Berlin Trotz der vielen Gipfeltreffen der Regierungschefs der größten Industrie- und Schwellenländer: Im Alltag handeln Kanzlerin Angela Merkel und ihre Kollegen wieder jeder für sich und ihr Land allein. Mit negativen Folgen für alle in der Welt. Das jedenfalls meinen die Volkswirte der Industrieländer-Organisation OECD in ihrem neuen Wirtschaftsausblick.

„Acht Jahre nach der Finanzkrise ist die Erholung immer noch enttäuschend schwach“, sagt OECD-Chefvolkswirtin Catherine Mann. In diesem Jahr erwartet sie nur ein Weltwirtschaftswachstum von drei Prozent, im nächsten von immer noch schlappen 3,3 Prozent. Vor der Krise, erinnert sie, waren Raten von fünf Prozent normal. „Die Wirtschaft scheint gefangen in einer Falle sich verstetigender niedriger Wachstumsraten“, so Mann, und sie verlangt: „Die Politik muss endlich gemeinsam handeln!“

Konkret meint die OECD damit: Die Industriestaaten sollen sich gemeinsam verabreden, zusätzlich einen halben Prozentpunkt ihres Bruttoinlandsprodukts für Investitionen bereitzustellen. Bei niedrigen Zinsen sei dies finanzierbar. Allein Deutschland müsste dann knapp 15 Milliarden Euro bereitstellen.

„Es geht dabei nicht um irgendwelchen Beton, sondern um sinnvolle Investitionen, etwa in den Erhalt von Straßen, Brücken, Schienen und öffentlichen Gebäuden, neue Breitbandnetze und auch eine Verbesserung des Bildungssystems“, sagt Christian Kastrop, Direktor der OECD-Wirtschaftsabteilung. „Es ist jetzt nicht die Zeit für die schwarze Null“, stellt er sich gegen Bundesfinanzminister Wolfgang Schäuble (CDU), in dessen Finanzministerium er früher arbeitete. Aus Sicht der OECD würde das gemeinsame Wachstumsprogramm die Weltwirtschaft aus ihrer Lethargie ziehen, und davon würde dann auch die Exportnation Deutschland mittel- und langfristig mit höheren Wachstumsraten profitieren.

Die Bundesregierung hält allerdings seit Jahren nichts von schuldenfinanzierten Konjunkturprogrammen und lehnte das Ansinnen erst letzte Woche beim G7-Gipfels in Japan erneut ab. Schäuble verweist darauf, dass in Deutschland das Wachstum solide ist, die Arbeitslosigkeit niedrig. Zudem habe Deutschland seine Investitionsausgaben in den letzten Jahren genau in den verlangten Bereichen gesteigert. Der Engpass für Investitionen liege momentan darin, dass es vor allem in den Kommunen zu wenige baureife Projekte gebe. Auch die OECD nennt Deutschlands Wachstum „solide“, allerdings finden ihre Volkswirte, dass bei der Ganztagsbetreuung von Kindern und besseren Bildungschancen für benachteiligte Jugendliche noch viel getan werden müsse.

■ ■ ■ ■ ■ ■ ■

:: Deine Aufgaben ::
(1) Schreib aus dem Artikel über den OECD-Wirtschaftsausblick das Stück von „Berlin Trotz der“ bis „ihrem neuen Wirtschaftsausblick.“ Wort für Wort ab.
(2) Wie viel Geld müsste Deutschland nach dem Artikel über den OECD-Wirtschaftsausblick zusätzlich für Investitionen bereitstellen?
(3) Schreib den Artikel über den OECD-Wirtschaftsausblick nach seinem letzten Satz weiter.

:: Vorliegende Einträge ::
■ ■ ■ ■ ■ ■ ■

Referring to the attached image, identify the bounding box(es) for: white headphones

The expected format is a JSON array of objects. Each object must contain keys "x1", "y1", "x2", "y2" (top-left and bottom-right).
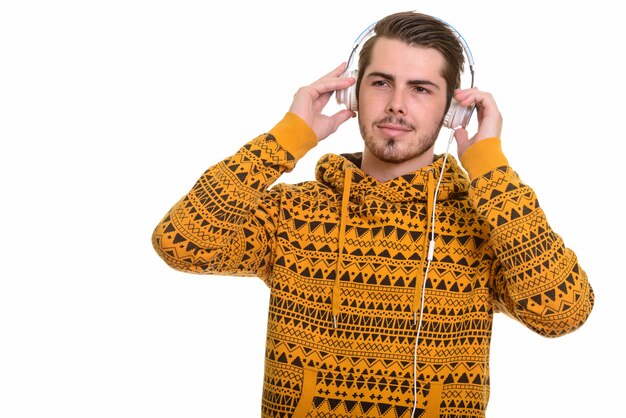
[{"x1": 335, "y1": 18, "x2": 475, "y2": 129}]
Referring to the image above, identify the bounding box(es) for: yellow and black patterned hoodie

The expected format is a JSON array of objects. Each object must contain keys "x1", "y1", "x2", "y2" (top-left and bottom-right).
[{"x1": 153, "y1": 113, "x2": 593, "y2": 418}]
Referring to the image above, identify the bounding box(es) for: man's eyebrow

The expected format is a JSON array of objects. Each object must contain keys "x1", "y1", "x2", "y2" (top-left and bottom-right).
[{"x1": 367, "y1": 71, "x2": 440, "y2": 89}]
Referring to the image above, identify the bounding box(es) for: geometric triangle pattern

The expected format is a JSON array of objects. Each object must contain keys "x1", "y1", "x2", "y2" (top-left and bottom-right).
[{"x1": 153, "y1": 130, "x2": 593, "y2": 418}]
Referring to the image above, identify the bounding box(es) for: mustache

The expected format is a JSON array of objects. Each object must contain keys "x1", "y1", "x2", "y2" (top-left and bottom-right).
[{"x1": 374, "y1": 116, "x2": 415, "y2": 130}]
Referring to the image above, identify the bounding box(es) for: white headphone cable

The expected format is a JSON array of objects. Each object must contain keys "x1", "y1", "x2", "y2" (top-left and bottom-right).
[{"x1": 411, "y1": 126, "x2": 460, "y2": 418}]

■ ■ ■ ■ ■ ■ ■

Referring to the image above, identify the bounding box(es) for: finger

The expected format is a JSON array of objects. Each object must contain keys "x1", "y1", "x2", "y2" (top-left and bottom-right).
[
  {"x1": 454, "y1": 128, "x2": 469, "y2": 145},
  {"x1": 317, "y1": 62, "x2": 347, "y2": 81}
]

■ ■ ■ ■ ■ ■ ■

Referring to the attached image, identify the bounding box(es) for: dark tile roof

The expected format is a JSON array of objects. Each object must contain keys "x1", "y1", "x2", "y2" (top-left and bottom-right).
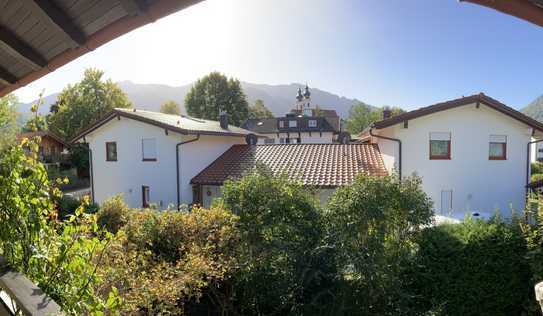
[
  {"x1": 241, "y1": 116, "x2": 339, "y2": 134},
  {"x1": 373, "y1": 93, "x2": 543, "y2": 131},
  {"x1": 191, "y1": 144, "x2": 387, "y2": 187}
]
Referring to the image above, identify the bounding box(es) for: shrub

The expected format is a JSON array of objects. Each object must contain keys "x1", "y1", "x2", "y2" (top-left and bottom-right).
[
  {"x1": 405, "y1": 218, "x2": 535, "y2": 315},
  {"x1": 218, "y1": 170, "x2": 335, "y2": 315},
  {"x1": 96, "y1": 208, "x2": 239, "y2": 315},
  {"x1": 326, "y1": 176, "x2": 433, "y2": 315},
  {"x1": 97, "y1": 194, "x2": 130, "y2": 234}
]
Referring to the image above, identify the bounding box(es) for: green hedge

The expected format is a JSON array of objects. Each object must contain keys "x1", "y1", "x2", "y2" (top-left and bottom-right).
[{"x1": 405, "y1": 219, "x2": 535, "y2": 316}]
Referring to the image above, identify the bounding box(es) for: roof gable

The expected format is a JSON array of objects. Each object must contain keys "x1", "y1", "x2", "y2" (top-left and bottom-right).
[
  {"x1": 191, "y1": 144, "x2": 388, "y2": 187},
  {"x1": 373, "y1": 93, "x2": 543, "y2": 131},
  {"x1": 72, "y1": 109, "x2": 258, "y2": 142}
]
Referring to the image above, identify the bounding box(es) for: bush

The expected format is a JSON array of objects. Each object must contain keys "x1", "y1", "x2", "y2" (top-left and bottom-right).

■ ■ ■ ■ ■ ■ ■

:: Erwartete Ergebnisse ::
(1)
Berlin Trotz der vielen Gipfeltreffen der Regierungschefs der größten Industrie- und Schwellenländer: Im Alltag handeln Kanzlerin Angela Merkel und ihre Kollegen wieder jeder für sich und ihr Land allein. Mit negativen Folgen für alle in der Welt. Das jedenfalls meinen die Volkswirte der Industrieländer-Organisation OECD in ihrem neuen Wirtschaftsausblick.

(2) Knapp 15 Milliarden Euro.

(3)
Fehlender Reform-Elan in Deutschland bemängelt

Einig sind sich Bundesregierung und OECD nur darin, dass Strukturreformen weltweit beherzt angegangen werden müssten. Kastrop sagt, dass es auch in Deutschland an Reform-Elan fehle. „Die Öffnung der Dienstleistungsmärkte und die Liberalisierung der freien Berufe kommt nicht voran“, stellt er fest.

Große Sorge bereitet den OECD-Ökonomen das niedrige Produktivitätswachstum der Industrie: Gerade in einer rapide alternden Gesellschaft könne künftiger Wohlstand nur über wachsende Produktivität erreicht werden. Die Politik müsse die Innovationsfähigkeit der Wirtschaft mit öffentlichen Mitteln unterstützen. Insgesamt hätten sich alle Regierungen der Industrieländer zu sehr auf die Wachstumsimpulse der lockeren Geldpolitik verlassen. Dies habe eine Zeitlang geholfen, dauerhaft würden die Niedrigzinsen aber nicht mehr wirken, mahnt Kastrop.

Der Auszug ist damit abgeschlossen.